* [WHAT IS NEEDED]: Reproduce the data in its entirety, exactly as supplied.

[Saved entries]
##############################
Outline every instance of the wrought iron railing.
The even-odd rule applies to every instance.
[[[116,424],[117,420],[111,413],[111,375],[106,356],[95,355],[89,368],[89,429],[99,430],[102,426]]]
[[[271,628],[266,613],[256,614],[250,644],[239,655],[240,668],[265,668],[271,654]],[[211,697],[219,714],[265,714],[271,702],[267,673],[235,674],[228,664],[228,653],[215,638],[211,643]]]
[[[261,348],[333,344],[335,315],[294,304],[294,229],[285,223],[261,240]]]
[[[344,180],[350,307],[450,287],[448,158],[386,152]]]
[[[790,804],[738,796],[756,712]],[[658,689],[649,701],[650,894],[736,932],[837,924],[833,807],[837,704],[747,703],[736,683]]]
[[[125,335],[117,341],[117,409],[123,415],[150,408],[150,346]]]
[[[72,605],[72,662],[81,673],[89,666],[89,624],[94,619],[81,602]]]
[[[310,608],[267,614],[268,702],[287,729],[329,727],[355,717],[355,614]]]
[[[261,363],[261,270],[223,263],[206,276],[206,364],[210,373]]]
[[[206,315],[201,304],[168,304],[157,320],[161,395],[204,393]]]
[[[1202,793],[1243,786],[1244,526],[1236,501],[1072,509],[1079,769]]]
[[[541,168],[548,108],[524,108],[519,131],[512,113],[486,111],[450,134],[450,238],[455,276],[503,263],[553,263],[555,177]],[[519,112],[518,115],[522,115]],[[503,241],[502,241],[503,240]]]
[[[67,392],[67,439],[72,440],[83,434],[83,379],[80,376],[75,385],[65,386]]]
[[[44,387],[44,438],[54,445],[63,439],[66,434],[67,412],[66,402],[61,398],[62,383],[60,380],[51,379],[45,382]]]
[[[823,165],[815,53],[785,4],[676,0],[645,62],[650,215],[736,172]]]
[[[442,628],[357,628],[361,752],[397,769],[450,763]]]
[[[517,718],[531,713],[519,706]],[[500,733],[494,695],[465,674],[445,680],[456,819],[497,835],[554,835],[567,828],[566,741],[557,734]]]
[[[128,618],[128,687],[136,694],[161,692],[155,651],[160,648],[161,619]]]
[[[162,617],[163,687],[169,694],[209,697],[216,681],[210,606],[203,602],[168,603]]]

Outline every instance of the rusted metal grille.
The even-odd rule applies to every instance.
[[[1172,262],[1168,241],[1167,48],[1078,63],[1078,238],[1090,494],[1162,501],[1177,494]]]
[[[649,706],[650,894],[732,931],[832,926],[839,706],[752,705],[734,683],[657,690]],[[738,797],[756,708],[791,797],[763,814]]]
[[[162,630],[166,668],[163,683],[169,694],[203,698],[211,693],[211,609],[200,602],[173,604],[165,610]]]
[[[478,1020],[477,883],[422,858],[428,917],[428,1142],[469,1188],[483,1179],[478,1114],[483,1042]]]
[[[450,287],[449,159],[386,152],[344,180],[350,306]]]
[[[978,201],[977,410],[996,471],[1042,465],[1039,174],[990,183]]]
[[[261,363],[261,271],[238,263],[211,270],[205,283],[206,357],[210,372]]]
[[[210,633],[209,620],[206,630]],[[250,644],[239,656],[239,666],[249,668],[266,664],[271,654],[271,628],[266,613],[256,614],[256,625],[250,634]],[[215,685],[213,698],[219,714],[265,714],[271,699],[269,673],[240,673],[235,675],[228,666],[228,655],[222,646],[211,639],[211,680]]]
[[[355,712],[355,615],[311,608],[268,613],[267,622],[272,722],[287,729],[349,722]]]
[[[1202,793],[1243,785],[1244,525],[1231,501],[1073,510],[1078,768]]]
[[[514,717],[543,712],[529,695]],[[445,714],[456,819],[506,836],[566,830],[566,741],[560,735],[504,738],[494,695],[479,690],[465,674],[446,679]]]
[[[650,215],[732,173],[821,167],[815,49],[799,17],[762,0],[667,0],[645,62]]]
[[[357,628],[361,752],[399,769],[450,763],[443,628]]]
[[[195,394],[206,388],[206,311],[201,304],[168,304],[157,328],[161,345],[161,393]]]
##############################
* [RESPONSE]:
Outline every instance of the wrought iron railing.
The even-odd rule applies to every instance.
[[[116,424],[117,420],[111,413],[111,375],[106,356],[95,355],[89,368],[89,429],[99,430],[102,426]]]
[[[271,628],[266,613],[256,614],[250,644],[239,655],[240,668],[265,668],[271,654]],[[211,697],[219,714],[265,714],[271,702],[267,673],[235,674],[228,664],[228,653],[215,638],[211,643]]]
[[[261,348],[333,344],[335,315],[294,304],[294,229],[285,223],[261,240]]]
[[[344,180],[350,307],[450,287],[448,158],[386,152]]]
[[[790,804],[738,796],[756,712]],[[658,689],[649,701],[650,894],[736,932],[837,924],[833,807],[837,704],[747,703],[736,683]]]
[[[125,335],[117,341],[117,409],[123,415],[150,408],[150,346]]]
[[[72,605],[72,662],[81,673],[89,666],[89,624],[94,619],[81,602]]]
[[[310,608],[267,614],[268,702],[287,729],[329,727],[355,717],[355,614]]]
[[[261,363],[261,270],[223,263],[206,276],[206,364],[210,373]]]
[[[206,315],[201,304],[168,304],[157,320],[161,395],[204,393]]]
[[[1202,793],[1243,786],[1244,526],[1236,501],[1072,509],[1079,769]]]
[[[541,168],[548,108],[524,108],[519,131],[512,113],[486,111],[450,134],[450,238],[455,276],[503,263],[553,263],[555,177]],[[519,112],[518,115],[522,115]],[[503,241],[502,241],[503,240]]]
[[[67,392],[67,439],[72,440],[83,434],[83,379],[80,376],[75,385],[65,386]]]
[[[44,387],[44,438],[54,445],[63,439],[66,434],[67,412],[66,402],[61,398],[62,383],[60,380],[51,379],[45,382]]]
[[[823,165],[815,53],[785,4],[676,0],[645,62],[650,215],[736,172]]]
[[[442,628],[357,628],[361,752],[397,769],[450,763]]]
[[[517,718],[531,713],[519,706]],[[500,733],[494,695],[465,674],[445,680],[456,819],[497,835],[554,835],[567,828],[566,741],[557,734]]]
[[[128,618],[128,687],[136,694],[161,692],[155,651],[160,648],[161,619]]]
[[[162,617],[163,687],[169,694],[209,697],[216,681],[210,606],[203,602],[168,603]]]

Outline every instance of the rusted metal grille.
The even-odd rule applies to every instance.
[[[1172,262],[1168,241],[1167,48],[1078,63],[1078,238],[1090,494],[1162,501],[1177,494]]]
[[[649,706],[650,894],[732,931],[832,926],[839,706],[752,705],[734,683],[657,690]],[[738,797],[756,708],[791,797],[763,814]]]
[[[162,630],[166,668],[163,683],[169,694],[203,698],[211,693],[211,609],[200,602],[173,604],[165,610]]]
[[[478,1020],[477,883],[422,858],[428,917],[428,1142],[469,1188],[483,1179],[478,1114],[483,1042]]]
[[[450,287],[449,159],[386,152],[344,180],[350,306]]]
[[[978,201],[977,410],[996,471],[1042,465],[1039,174],[990,183]]]
[[[261,363],[261,271],[238,263],[211,270],[205,283],[206,357],[210,372]]]
[[[210,633],[209,620],[206,630]],[[250,644],[239,656],[239,666],[249,668],[266,664],[271,654],[271,628],[266,613],[256,614],[256,625],[250,634]],[[215,685],[213,698],[219,714],[265,714],[271,699],[269,673],[240,673],[235,675],[228,666],[228,655],[222,646],[211,639],[211,680]]]
[[[355,712],[355,615],[311,608],[268,613],[267,622],[272,722],[287,729],[349,722]]]
[[[1202,793],[1243,785],[1244,525],[1231,501],[1073,510],[1078,768]]]
[[[514,717],[543,712],[529,695]],[[445,714],[456,819],[506,836],[566,830],[566,741],[560,735],[504,738],[494,695],[479,690],[465,674],[446,679]]]
[[[650,215],[732,173],[821,167],[815,49],[799,17],[762,0],[667,0],[645,62]]]
[[[357,628],[361,752],[399,769],[450,763],[443,628]]]
[[[195,394],[206,388],[206,311],[201,304],[168,304],[157,328],[161,345],[161,393]]]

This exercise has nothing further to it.